*** Provided entries ***

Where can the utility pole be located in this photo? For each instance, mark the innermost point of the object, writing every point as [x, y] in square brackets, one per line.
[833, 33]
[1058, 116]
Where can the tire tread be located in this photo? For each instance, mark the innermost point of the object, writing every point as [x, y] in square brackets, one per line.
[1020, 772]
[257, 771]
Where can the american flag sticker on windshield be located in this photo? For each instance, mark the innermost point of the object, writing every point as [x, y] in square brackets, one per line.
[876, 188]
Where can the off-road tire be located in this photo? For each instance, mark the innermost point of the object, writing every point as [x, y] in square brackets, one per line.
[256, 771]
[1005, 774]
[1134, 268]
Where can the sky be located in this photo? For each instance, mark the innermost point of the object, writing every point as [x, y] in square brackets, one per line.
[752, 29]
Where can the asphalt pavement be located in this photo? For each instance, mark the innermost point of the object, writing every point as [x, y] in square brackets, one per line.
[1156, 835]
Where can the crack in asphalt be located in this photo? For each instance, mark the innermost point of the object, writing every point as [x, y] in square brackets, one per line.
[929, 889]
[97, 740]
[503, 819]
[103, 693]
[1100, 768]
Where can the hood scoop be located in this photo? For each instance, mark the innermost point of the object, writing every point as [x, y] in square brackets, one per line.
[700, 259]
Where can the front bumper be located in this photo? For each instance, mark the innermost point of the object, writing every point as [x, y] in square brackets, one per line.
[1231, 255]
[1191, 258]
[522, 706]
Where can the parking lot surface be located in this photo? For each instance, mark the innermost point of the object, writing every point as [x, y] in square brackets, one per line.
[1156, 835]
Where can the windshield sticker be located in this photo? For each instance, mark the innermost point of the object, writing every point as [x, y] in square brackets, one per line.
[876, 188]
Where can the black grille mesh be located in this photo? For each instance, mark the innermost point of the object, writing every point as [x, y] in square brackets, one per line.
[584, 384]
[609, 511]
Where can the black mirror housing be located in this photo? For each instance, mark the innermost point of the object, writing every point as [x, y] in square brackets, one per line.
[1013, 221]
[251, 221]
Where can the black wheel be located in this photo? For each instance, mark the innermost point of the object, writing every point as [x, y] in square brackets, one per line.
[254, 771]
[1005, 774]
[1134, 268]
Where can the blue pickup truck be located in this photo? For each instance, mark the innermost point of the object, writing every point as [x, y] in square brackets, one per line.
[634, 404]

*** End of Provided entries ***

Send back exactly the lines from the line with "Where can the windshield" through the end of the records.

## Answer area
Where can the windshield sticker be located in this photo? For each instance, mark the innermost point of the object, writing every point as [x, y] in square brackets, one per line.
[876, 188]
Where can the black grille mesh be located in this photo? For each instance, mark the innermost point of the object, writing every point as [x, y] in square brackets, one per line.
[584, 384]
[609, 511]
Where can the black mirror housing be located in this photo? For each instance, mark the innermost point of the object, writing every point as [x, y] in square brackets, one per line.
[1013, 221]
[251, 221]
Where can the black wheel be located in this photo? For each instance, mark the innermost point of the object, writing every point as [x, y] in square brackets, one per line.
[254, 771]
[1005, 774]
[1134, 268]
Where can the blue pickup truck be located in this photo? For each instance, mark the innermost point of the object, writing every point as [x, y] in square brackets, one per line.
[634, 404]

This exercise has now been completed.